Source data
--- begin ---
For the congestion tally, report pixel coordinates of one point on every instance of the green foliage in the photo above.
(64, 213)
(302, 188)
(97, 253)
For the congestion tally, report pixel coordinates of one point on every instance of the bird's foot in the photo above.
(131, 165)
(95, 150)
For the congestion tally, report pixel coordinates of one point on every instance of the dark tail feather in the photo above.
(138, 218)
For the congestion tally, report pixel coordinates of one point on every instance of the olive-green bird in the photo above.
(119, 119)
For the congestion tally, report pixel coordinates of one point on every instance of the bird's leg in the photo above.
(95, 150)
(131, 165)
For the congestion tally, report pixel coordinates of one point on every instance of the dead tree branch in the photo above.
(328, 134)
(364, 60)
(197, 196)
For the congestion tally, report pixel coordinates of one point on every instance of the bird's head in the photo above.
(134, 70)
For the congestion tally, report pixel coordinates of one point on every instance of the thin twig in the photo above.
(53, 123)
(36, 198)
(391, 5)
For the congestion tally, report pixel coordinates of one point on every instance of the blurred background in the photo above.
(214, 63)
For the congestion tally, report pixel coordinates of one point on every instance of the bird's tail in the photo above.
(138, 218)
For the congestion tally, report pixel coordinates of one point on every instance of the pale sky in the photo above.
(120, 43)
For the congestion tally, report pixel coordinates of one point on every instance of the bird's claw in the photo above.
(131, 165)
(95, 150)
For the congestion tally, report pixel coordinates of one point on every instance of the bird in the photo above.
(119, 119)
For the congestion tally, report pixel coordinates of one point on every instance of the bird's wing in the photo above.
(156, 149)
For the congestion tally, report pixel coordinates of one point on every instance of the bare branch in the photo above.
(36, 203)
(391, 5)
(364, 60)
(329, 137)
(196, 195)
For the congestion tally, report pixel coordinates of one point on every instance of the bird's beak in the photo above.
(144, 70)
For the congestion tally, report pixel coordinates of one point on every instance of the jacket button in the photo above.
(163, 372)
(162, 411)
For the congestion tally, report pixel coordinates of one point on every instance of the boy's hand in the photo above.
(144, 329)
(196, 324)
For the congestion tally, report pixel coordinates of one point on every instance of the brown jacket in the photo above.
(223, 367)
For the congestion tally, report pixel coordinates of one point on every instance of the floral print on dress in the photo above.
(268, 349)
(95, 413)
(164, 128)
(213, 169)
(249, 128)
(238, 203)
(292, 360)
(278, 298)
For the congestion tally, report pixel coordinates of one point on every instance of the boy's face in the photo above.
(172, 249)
--- end ---
### GIVEN PROBLEM
Edit the data above so that every "congestion tally" becomes "object count", and leave everything else untouched.

### ANSWER TO THIS PROBLEM
For the object count, report pixel coordinates of one point on every instance of the green foliage in the photo above.
(64, 213)
(302, 188)
(97, 253)
For the object count, report pixel coordinates of one point on every instance of the bird's foot in the photo above.
(131, 165)
(95, 150)
For the object count, report pixel coordinates of one point on every instance of the dark tail feather in the photo above.
(138, 218)
For the object count, report pixel coordinates of one point on every instance of the olive-green bird in the photo above.
(119, 119)
For the object count, report pixel coordinates of one point on every instance of the bird's leg in the photo above.
(95, 150)
(131, 165)
For the object count, report pixel coordinates of one point on every instance of the dead tree branch in the photo above.
(328, 134)
(364, 60)
(197, 196)
For the object count, report pixel coordinates of one point on every instance of the bird's head in the photo above.
(134, 70)
For the object count, report pixel coordinates of one point on every instance of the thin twig in the photo above.
(53, 123)
(36, 198)
(391, 5)
For the object count, report pixel coordinates of one point on every instance of the blurred background in the photo above.
(214, 63)
For the object count, report pixel coordinates of one point on every instance of the bird's tail in the photo above.
(138, 218)
For the object count, report pixel coordinates of one point on every instance of the pale sky in the photo above.
(120, 43)
For the object count, report pixel coordinates of one point on every instance of the bird's claw in the photo above.
(131, 165)
(95, 150)
For the object count, report pixel coordinates of one point on every instance of the bird in the photo above.
(119, 119)
For the object count, report pixel coordinates of one point on every instance of the bird's wing in the photo above.
(156, 149)
For the object count, report pixel coordinates of one point on every instance of the bare branch in the photo above.
(36, 203)
(391, 5)
(364, 60)
(329, 137)
(196, 195)
For the object count, report pixel coordinates of one point on every instance of the bird's beak in the photo above.
(144, 70)
For the object count, report pixel coordinates of one point on every instance of the jacket button in the photo above.
(163, 372)
(162, 411)
For the object count, report pixel coordinates of one point on every instance of the boy's hand in the photo above.
(144, 329)
(196, 324)
For the object count, report pixel coordinates of one point on every instance of the brown jacket in the photo above.
(223, 367)
For the object count, report pixel coordinates of one point on every instance of the floral print on dress in the photo above.
(268, 349)
(95, 413)
(164, 128)
(213, 169)
(249, 128)
(238, 203)
(292, 360)
(278, 298)
For the object count, report pixel coordinates of one point on every instance of the boy's face in the photo above.
(172, 249)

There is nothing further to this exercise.